It should also be emphasized that the $\theta$ value of SE can be affected by the adsorption layer formed around the solution drop settled on the solid surface due to the transition of some components of SE from the drop to the solid surface [30]. This is confirmed by the calculations of solids’ surface tension from $\theta$ of SE measured on the surface of the studied solids using the Neumann et al. equation [37,38,39]. Apart from PTFE, the ${\gamma }_{SV}$ values obtained decrease with increasing SE concentration in the aqueous solution (Figure 7, Figures S4 and S5).

It is interesting that for the SE concentrations larger than 1 g/dm³, the values of ${\gamma }_{SV}$ for 20CEL are only 1 mN/m greater than those for PTFE. Also, in the case of the 20CEL plate, the weakest wettability was demonstrated in this range of SE concentrations (the difference between the contact angle for water and SE was only 17°). The contact angle values of the aqueous solutions of SE suggest that PTFE, PMMA, and cellulose-based plates are poor wetting agents, which is in agreement with previous observations for a different plant source and using a different method of extraction [58]. In the case of quartz and chitosan plates, the wettability was the largest.

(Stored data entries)

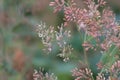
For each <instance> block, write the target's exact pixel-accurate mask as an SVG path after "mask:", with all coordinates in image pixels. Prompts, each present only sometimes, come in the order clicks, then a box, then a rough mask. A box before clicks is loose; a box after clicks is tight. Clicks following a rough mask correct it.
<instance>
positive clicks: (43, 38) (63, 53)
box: [36, 23, 73, 61]
mask: <svg viewBox="0 0 120 80" xmlns="http://www.w3.org/2000/svg"><path fill="white" fill-rule="evenodd" d="M36 31H37V33H38V36H39V37H40V38H41V39H42V43H43V45H44V46H45V48H44V49H43V50H44V51H45V52H47V53H51V52H52V51H53V49H54V45H55V44H56V45H57V46H58V47H59V50H60V53H59V54H58V55H59V56H60V57H62V58H64V59H63V61H68V60H69V56H70V54H71V53H72V50H73V48H72V46H71V45H70V44H69V43H70V38H71V31H69V30H64V25H61V26H60V27H58V31H57V30H55V29H54V27H52V26H50V27H47V25H46V24H44V23H41V24H39V25H37V29H36Z"/></svg>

→ **EXERCISES**:
(a) In the passage on surface wettability, which plates showed the largest wettability?
(b) Reproduce word for word the portion of the passage on surface wettability from "It is interesting" up to and including "was the largest.".

→ **RESPONSES TO THE EXERCISE**:
(a) The quartz and chitosan plates.

(b)
It is interesting that for the SE concentrations larger than 1 g/dm³, the values of ${\gamma }_{SV}$ for 20CEL are only 1 mN/m greater than those for PTFE. Also, in the case of the 20CEL plate, the weakest wettability was demonstrated in this range of SE concentrations (the difference between the contact angle for water and SE was only 17°). The contact angle values of the aqueous solutions of SE suggest that PTFE, PMMA, and cellulose-based plates are poor wetting agents, which is in agreement with previous observations for a different plant source and using a different method of extraction [58]. In the case of quartz and chitosan plates, the wettability was the largest.